What the task asks: Render the data from the line with "Mark a point on each instance of the red crescent" through the line with "x=763, y=370", both included, as a Markdown table with the columns Row and Line. Number each row, skip blank lines, and leave the pictures out.

* Start Record excerpts *

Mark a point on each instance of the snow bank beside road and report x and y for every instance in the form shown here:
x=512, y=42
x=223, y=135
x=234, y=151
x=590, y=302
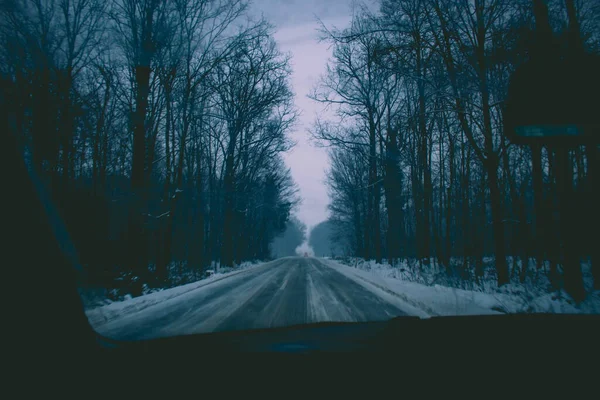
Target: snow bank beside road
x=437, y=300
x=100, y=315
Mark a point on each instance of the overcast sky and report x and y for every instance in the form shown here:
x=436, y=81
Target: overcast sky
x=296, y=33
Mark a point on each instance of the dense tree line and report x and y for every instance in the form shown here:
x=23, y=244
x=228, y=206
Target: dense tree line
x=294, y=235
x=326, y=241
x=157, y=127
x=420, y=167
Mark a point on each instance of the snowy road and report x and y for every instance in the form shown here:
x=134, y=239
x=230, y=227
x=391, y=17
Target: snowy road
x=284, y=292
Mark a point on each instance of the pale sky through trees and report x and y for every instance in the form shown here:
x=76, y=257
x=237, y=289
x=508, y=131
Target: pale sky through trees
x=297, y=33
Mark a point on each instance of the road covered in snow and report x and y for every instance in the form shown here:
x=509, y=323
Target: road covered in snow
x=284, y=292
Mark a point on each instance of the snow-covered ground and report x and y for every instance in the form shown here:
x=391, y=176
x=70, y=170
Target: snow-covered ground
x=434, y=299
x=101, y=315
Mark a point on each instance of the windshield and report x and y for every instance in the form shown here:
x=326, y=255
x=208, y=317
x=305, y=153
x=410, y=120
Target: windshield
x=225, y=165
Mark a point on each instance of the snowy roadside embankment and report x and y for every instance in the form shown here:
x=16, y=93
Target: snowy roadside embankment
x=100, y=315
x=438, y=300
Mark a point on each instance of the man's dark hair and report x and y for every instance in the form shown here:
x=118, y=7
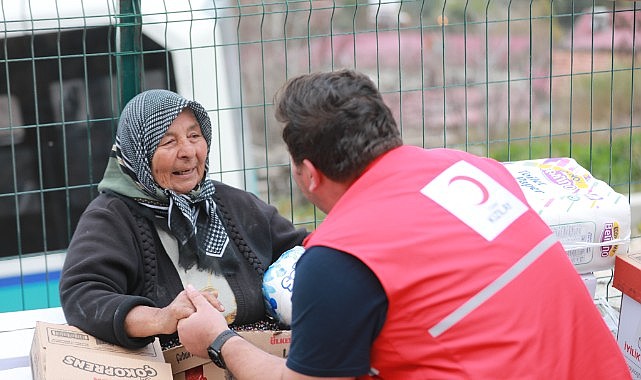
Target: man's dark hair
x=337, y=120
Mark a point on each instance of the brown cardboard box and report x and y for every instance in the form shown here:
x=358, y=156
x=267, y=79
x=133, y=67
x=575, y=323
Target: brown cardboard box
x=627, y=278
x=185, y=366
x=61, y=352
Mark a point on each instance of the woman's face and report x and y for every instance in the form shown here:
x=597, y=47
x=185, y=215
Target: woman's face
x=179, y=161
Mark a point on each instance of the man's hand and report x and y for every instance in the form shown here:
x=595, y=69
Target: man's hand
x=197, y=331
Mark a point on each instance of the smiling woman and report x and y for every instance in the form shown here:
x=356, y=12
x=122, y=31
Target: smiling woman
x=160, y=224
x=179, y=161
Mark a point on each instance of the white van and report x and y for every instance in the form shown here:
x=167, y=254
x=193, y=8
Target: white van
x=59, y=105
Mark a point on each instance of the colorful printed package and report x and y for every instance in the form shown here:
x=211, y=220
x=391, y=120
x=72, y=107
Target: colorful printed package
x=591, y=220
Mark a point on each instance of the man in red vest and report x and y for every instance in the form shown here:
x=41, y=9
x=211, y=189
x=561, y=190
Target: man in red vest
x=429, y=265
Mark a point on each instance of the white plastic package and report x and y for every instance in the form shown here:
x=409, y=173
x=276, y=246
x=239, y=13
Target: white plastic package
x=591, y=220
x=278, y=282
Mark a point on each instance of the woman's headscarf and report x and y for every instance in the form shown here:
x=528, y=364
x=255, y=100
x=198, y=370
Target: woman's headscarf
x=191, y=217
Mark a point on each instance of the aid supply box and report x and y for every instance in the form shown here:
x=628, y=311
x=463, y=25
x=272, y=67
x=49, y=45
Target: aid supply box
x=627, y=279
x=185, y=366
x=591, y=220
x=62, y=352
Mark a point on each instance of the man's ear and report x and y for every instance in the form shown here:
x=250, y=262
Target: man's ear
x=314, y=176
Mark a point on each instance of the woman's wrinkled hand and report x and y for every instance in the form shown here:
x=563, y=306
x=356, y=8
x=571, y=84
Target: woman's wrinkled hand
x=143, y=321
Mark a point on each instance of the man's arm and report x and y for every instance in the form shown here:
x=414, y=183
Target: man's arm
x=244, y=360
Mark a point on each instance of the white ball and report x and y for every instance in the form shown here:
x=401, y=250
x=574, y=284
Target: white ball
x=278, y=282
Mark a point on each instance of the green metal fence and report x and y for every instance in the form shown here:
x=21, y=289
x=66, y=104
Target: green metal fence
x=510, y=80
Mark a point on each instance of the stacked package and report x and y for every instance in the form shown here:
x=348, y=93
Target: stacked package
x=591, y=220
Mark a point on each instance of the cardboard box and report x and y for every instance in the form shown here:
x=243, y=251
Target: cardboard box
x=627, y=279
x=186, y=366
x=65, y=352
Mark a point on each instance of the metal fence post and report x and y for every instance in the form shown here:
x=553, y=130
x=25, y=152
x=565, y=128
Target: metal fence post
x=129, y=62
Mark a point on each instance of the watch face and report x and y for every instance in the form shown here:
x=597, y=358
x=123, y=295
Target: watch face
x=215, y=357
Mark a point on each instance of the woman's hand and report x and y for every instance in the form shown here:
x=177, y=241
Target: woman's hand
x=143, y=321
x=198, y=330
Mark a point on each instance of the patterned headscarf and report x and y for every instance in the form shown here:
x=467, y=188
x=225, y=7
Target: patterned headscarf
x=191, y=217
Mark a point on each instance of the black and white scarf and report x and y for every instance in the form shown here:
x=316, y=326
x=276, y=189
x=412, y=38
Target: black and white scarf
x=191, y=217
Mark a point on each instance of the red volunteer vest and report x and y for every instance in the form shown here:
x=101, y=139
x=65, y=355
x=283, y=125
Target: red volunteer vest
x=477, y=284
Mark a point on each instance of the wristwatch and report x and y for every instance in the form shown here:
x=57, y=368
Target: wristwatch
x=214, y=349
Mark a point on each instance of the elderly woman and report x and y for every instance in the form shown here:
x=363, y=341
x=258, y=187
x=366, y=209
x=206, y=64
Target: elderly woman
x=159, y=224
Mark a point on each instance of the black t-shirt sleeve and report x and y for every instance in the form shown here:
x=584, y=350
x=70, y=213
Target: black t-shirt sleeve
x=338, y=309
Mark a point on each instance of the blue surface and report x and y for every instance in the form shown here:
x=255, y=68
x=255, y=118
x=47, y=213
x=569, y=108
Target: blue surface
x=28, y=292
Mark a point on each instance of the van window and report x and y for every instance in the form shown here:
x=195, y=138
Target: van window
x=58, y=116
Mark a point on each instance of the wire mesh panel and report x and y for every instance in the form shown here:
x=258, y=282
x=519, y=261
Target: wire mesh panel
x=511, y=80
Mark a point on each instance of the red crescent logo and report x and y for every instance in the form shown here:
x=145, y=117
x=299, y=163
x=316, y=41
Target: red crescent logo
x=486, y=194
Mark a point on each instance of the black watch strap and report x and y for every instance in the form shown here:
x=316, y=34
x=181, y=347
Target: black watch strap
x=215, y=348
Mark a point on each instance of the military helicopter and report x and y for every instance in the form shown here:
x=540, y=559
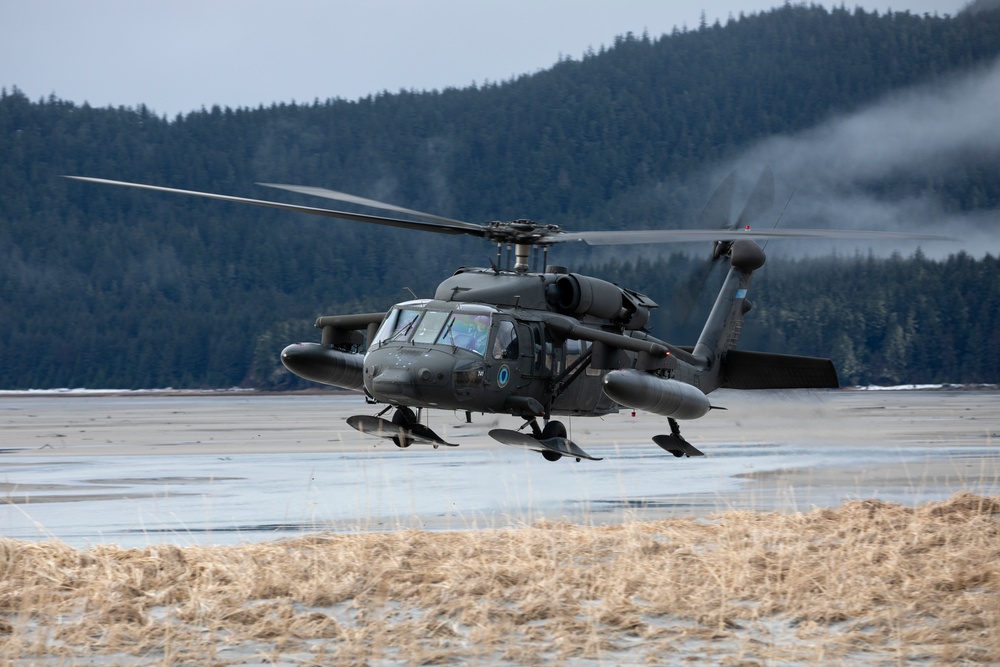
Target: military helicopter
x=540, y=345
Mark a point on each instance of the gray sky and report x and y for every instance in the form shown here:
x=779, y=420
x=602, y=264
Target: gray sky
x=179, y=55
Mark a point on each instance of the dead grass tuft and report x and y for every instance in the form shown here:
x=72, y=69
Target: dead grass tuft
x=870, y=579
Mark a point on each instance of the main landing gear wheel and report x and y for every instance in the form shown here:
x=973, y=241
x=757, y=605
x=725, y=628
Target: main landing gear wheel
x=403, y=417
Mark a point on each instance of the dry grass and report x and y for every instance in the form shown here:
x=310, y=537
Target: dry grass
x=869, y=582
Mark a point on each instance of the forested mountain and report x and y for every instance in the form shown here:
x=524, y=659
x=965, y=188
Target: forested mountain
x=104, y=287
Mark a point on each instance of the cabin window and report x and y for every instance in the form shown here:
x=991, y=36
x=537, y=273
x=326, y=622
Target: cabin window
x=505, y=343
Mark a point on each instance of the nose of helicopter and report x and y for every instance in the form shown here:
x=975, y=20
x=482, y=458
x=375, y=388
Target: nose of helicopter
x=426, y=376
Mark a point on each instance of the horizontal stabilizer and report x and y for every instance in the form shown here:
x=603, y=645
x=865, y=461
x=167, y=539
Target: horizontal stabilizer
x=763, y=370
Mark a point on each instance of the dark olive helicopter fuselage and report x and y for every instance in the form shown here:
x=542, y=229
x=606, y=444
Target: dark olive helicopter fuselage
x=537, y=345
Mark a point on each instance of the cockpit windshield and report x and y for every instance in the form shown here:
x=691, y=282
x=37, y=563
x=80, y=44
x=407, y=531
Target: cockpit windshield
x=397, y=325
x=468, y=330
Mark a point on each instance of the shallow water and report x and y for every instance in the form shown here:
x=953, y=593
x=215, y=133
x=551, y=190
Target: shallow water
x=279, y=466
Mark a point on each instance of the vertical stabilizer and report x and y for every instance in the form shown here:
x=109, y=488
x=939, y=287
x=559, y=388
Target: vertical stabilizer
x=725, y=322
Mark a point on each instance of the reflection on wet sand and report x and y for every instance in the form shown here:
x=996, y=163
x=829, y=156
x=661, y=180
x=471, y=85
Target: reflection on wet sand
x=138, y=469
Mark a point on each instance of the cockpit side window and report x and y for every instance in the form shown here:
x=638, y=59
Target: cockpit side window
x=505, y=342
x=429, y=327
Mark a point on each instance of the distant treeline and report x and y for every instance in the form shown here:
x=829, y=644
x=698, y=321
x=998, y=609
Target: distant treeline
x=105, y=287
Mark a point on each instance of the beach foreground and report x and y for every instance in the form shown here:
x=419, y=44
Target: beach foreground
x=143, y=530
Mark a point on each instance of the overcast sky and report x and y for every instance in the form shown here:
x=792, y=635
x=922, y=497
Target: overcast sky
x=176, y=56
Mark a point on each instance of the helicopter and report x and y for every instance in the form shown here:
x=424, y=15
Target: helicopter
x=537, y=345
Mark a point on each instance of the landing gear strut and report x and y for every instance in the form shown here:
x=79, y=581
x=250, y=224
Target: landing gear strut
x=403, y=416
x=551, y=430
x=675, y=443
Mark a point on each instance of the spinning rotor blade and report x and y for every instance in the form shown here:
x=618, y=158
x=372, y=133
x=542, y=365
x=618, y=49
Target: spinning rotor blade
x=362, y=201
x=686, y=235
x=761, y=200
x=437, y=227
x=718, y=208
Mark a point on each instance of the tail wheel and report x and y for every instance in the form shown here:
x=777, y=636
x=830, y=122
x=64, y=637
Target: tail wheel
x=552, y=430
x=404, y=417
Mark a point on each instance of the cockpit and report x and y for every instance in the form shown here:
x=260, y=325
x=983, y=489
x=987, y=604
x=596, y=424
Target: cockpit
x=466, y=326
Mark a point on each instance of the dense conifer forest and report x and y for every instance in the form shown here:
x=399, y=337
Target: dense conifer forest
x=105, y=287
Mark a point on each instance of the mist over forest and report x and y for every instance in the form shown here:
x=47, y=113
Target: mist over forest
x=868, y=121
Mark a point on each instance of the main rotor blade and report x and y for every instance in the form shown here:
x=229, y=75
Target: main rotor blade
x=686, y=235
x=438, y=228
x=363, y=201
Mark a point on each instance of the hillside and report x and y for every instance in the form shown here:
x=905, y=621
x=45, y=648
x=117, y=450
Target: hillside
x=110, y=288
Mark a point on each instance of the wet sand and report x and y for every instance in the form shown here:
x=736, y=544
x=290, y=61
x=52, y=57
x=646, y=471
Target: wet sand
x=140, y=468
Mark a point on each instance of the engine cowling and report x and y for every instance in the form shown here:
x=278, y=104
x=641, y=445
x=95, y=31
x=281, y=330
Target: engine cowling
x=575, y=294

* End Record excerpts *

Solution for this exercise:
| Row | Line |
|---|---|
| 1 | Mark a point on each instance of the red crescent logo and report x and y for every instance in the form shown here: |
| 2 | x=145, y=117 |
| 3 | x=299, y=163 |
| 4 | x=316, y=41 |
| 5 | Target: red crescent logo |
| 6 | x=486, y=194 |
| 7 | Mark a point on each instance of the black watch strap and report x and y for every instance in the form shown here: |
| 8 | x=316, y=34 |
| 9 | x=181, y=347 |
| 10 | Target: black watch strap |
| 11 | x=215, y=348 |
| 12 | Mark a point on each instance of the military helicopter and report x and y for every instance in the form shown here: |
| 13 | x=540, y=559 |
| 14 | Target: military helicopter |
| 15 | x=540, y=345 |
| 16 | Mark a point on each instance of the gray sky and report x and y for every instance in the form shown here: |
| 17 | x=779, y=420 |
| 18 | x=602, y=264 |
| 19 | Target: gray sky |
| 20 | x=179, y=55 |
| 21 | Mark a point on each instance of the dead grass tuft and report x and y for every instance in the form shown here: |
| 22 | x=72, y=69 |
| 23 | Target: dead grass tuft |
| 24 | x=870, y=579 |
| 25 | Mark a point on each instance of the main landing gear wheel and report x and y for every instance in the form shown here: |
| 26 | x=973, y=241 |
| 27 | x=757, y=605 |
| 28 | x=725, y=628 |
| 29 | Target: main landing gear wheel |
| 30 | x=403, y=417 |
| 31 | Mark a point on each instance of the dry grass and report x and y for every instance in the form shown here: |
| 32 | x=310, y=537 |
| 33 | Target: dry grass |
| 34 | x=869, y=582 |
| 35 | Mark a point on each instance of the forested mountain and report x and y for every instance in the form shown here: |
| 36 | x=524, y=659 |
| 37 | x=965, y=188 |
| 38 | Target: forested mountain |
| 39 | x=104, y=287 |
| 40 | Mark a point on each instance of the cabin window and report x and y for every instance in the form shown here: |
| 41 | x=991, y=36 |
| 42 | x=537, y=273 |
| 43 | x=326, y=622 |
| 44 | Target: cabin window |
| 45 | x=505, y=343 |
| 46 | Mark a point on each instance of the nose of helicopter and report x and y for every instance in the form shown here: |
| 47 | x=975, y=20 |
| 48 | x=482, y=458 |
| 49 | x=375, y=388 |
| 50 | Target: nose of helicopter |
| 51 | x=426, y=376 |
| 52 | Mark a point on each instance of the horizontal stabilizer and report x and y for every instance in the form shown here: |
| 53 | x=603, y=645 |
| 54 | x=865, y=461 |
| 55 | x=167, y=539 |
| 56 | Target: horizontal stabilizer |
| 57 | x=763, y=370 |